# Exercise directions
Copy each line below that contains "black".

# Referring expression pointing data
• • • •

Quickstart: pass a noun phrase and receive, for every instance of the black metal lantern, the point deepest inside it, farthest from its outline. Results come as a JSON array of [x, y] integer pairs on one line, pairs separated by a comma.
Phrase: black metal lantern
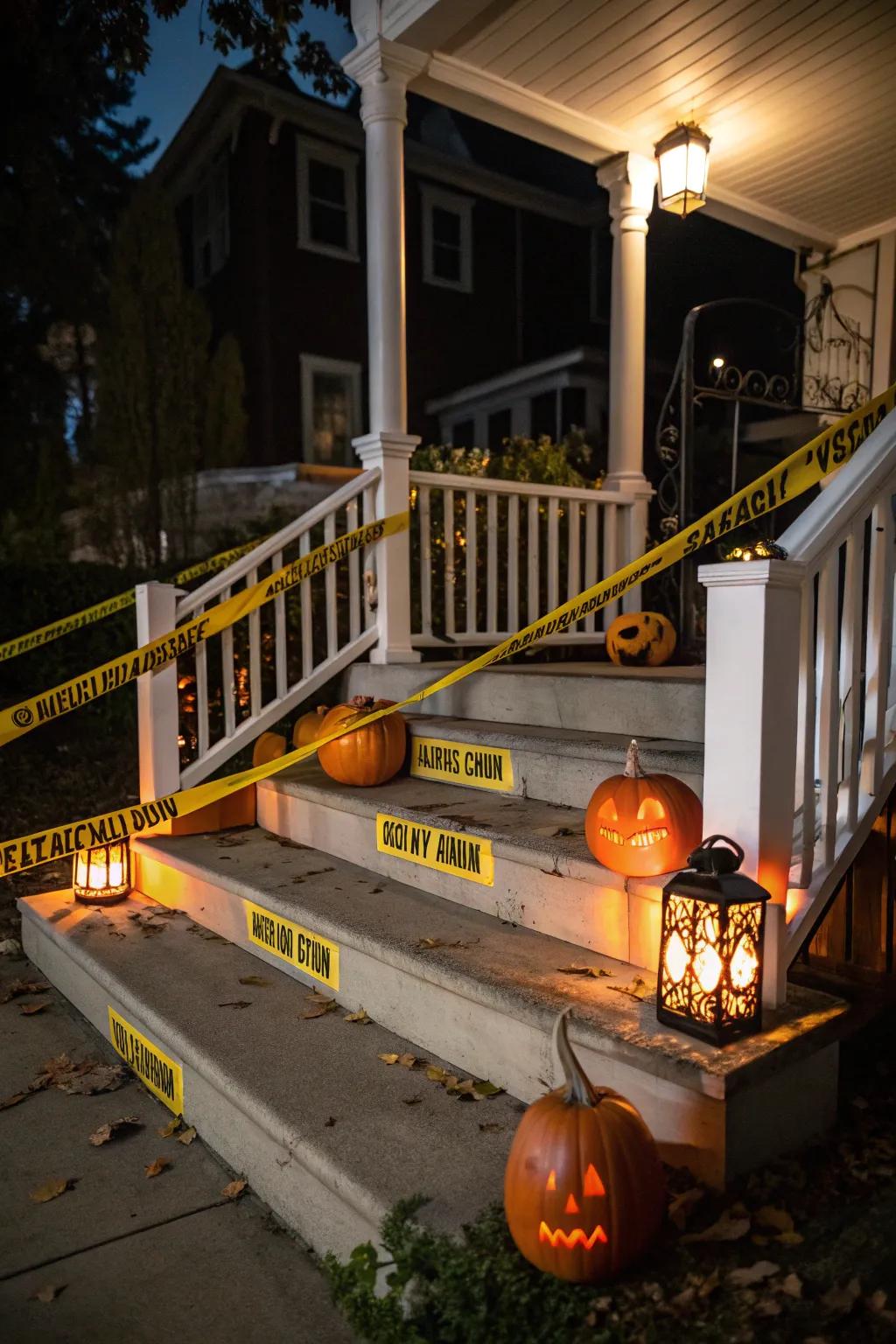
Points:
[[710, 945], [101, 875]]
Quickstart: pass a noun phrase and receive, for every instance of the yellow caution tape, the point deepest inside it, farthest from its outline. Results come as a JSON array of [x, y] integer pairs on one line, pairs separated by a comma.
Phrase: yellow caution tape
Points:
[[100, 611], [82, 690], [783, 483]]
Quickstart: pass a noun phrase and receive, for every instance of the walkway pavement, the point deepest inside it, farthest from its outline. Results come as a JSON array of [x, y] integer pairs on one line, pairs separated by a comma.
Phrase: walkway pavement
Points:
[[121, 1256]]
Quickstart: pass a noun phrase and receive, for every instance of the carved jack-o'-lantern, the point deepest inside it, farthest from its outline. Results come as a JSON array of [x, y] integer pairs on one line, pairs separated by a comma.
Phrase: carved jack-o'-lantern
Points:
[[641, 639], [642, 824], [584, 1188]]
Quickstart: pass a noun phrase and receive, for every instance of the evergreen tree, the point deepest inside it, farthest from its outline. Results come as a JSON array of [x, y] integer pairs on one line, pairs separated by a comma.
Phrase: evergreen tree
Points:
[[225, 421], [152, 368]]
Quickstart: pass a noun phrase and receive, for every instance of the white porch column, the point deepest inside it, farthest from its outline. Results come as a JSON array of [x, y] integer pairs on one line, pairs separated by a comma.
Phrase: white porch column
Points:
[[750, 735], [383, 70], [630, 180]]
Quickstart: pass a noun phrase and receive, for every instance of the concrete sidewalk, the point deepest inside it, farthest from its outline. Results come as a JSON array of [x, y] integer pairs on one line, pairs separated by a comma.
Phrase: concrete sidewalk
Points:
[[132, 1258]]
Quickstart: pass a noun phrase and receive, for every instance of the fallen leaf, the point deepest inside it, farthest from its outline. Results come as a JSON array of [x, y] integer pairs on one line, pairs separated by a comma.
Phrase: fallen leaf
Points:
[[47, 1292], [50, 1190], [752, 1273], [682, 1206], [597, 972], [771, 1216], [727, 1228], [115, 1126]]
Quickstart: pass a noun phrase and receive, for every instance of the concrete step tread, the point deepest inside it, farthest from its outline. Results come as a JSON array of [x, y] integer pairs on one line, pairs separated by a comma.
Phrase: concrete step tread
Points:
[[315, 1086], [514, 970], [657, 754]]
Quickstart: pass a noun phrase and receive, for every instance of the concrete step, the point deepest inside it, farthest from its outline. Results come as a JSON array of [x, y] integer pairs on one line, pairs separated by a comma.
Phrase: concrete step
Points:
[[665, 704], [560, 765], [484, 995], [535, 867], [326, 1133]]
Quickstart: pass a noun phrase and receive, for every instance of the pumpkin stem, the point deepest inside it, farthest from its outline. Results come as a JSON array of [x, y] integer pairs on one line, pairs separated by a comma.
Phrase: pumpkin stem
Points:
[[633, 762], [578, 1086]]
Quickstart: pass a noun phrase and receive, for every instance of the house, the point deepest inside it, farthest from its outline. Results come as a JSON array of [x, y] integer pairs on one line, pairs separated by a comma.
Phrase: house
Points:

• • • •

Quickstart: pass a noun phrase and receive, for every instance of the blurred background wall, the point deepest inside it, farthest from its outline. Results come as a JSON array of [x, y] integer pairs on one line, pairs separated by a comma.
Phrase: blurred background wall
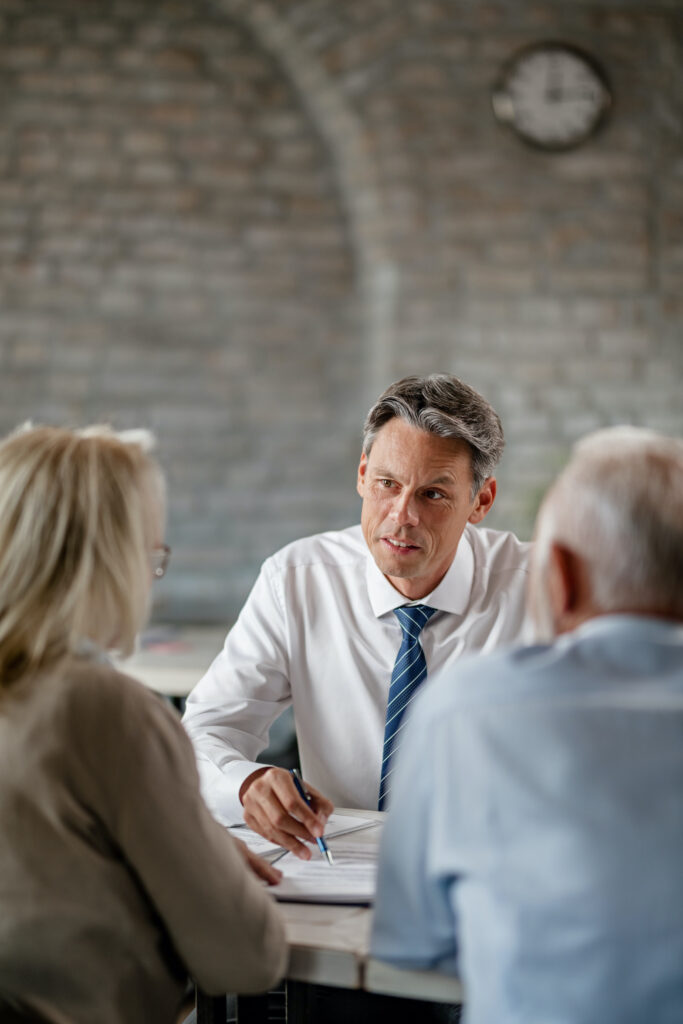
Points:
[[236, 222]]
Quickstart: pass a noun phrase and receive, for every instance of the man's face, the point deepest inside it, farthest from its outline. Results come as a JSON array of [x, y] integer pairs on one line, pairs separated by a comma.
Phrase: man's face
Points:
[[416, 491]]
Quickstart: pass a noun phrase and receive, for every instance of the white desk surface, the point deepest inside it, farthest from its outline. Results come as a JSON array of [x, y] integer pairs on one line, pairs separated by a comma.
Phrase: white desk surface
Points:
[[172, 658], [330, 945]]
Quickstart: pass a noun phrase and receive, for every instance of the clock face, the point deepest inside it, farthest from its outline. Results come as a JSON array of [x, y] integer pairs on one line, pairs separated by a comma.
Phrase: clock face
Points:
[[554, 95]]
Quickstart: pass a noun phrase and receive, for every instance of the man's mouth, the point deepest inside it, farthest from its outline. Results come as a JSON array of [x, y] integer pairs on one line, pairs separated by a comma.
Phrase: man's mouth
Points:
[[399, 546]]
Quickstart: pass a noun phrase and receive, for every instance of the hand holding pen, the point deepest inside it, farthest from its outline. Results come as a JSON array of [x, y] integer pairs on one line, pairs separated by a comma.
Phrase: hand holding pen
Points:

• • • •

# Exercise result
Quickstart: pass a noun phrase and receive, for every instance of the black metal lantern, the point deepest inside it, farthest from its outline. Results come as a JSON array of [x, y] integer pairs on one line, pairs separated by a comma.
Phrase: black metal lantern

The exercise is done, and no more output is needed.